● **Set task 1**: Repeat the passage on the cartoon A Mouse Divided in full, word for word.

● **Excerpt**:
────────────────────────────────────────

A Mouse Divided is a 1953 Merrie Melodies animated short directed by Friz Freleng and featuring Sylvester. The title is a pun on Lincoln's House Divided Speech.


The short starts with a drunken stork delivering a baby to the nearest available home. Sylvester's wife, wanting a baby despite his objections ("Every day it's the same thing - pitter-patter of little feet!"), graciously receives the package. Sylvester is nonetheless excited- until he learns the baby is a mouse, at which point he tries to eat it. His wife quickly stops him, and when she goes out (and is not seen again afterwards), he tries again, only to stop after the mouse calls him "Daddy".

────────────────────────────────────────

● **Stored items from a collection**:

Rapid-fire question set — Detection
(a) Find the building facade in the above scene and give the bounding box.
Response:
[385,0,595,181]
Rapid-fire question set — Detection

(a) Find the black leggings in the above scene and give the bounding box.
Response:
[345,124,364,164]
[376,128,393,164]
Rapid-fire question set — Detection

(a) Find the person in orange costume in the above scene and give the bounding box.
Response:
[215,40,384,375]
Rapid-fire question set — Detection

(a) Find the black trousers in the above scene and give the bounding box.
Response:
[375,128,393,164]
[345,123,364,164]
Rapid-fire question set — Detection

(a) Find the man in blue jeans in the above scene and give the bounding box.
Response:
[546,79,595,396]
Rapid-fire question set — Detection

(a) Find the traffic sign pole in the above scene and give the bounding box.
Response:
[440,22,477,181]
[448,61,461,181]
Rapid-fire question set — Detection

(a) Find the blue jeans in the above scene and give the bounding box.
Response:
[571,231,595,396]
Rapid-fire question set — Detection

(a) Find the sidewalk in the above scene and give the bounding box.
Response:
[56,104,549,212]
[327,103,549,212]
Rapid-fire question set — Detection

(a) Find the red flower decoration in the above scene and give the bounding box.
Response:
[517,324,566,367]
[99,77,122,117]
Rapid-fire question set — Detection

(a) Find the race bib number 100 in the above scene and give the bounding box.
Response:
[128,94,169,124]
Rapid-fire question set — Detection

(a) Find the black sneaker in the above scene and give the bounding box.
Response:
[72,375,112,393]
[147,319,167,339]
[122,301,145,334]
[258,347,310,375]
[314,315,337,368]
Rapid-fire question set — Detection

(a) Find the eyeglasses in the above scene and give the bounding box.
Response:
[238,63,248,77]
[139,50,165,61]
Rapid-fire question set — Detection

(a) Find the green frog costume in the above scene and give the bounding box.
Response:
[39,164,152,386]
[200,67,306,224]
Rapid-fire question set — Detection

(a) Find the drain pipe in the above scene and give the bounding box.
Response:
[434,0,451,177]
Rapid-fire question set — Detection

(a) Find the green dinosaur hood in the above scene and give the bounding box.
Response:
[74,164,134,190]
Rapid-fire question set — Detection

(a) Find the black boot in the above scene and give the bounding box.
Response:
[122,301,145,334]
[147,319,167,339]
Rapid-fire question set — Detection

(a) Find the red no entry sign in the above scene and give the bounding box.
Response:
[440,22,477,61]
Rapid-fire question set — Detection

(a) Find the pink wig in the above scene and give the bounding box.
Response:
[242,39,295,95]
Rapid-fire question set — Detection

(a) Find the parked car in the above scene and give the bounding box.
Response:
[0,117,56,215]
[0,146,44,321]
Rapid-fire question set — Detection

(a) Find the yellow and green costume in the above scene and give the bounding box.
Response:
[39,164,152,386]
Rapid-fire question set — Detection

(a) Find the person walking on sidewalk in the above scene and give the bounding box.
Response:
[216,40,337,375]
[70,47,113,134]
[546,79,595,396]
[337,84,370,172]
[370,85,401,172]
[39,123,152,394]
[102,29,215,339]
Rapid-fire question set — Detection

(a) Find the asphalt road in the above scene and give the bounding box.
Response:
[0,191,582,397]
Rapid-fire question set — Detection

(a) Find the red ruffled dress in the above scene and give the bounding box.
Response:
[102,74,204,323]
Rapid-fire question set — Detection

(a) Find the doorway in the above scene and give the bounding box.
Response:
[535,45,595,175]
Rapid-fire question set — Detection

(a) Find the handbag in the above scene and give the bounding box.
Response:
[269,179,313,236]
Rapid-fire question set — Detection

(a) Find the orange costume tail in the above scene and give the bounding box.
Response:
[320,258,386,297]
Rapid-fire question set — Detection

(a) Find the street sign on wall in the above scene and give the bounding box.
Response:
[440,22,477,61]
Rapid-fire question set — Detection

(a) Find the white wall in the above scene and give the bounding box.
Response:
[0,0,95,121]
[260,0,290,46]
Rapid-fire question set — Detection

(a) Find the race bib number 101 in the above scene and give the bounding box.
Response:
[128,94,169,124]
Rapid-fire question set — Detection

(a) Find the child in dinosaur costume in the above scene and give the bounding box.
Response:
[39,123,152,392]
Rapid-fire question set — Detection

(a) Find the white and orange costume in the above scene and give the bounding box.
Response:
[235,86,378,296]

────────────────────────────────────────

● **Set task 2**: In the listing, rename "bounding box" as "enclosing rectangle" in every line from the first line of the listing through the line containing "[215,40,384,375]", both included, leaving all else unchanged. Give those lines alone.

● **Task output 1**:
A Mouse Divided is a 1953 Merrie Melodies animated short directed by Friz Freleng and featuring Sylvester. The title is a pun on Lincoln's House Divided Speech.


The short starts with a drunken stork delivering a baby to the nearest available home. Sylvester's wife, wanting a baby despite his objections ("Every day it's the same thing - pitter-patter of little feet!"), graciously receives the package. Sylvester is nonetheless excited- until he learns the baby is a mouse, at which point he tries to eat it. His wife quickly stops him, and when she goes out (and is not seen again afterwards), he tries again, only to stop after the mouse calls him "Daddy".

● **Task output 2**:
Rapid-fire question set — Detection
(a) Find the building facade in the above scene and give the enclosing rectangle.
Response:
[385,0,595,181]
Rapid-fire question set — Detection

(a) Find the black leggings in the above scene and give the enclosing rectangle.
Response:
[345,124,364,164]
[376,128,393,164]
Rapid-fire question set — Detection

(a) Find the person in orange costume in the above scene and give the enclosing rectangle.
Response:
[215,40,384,375]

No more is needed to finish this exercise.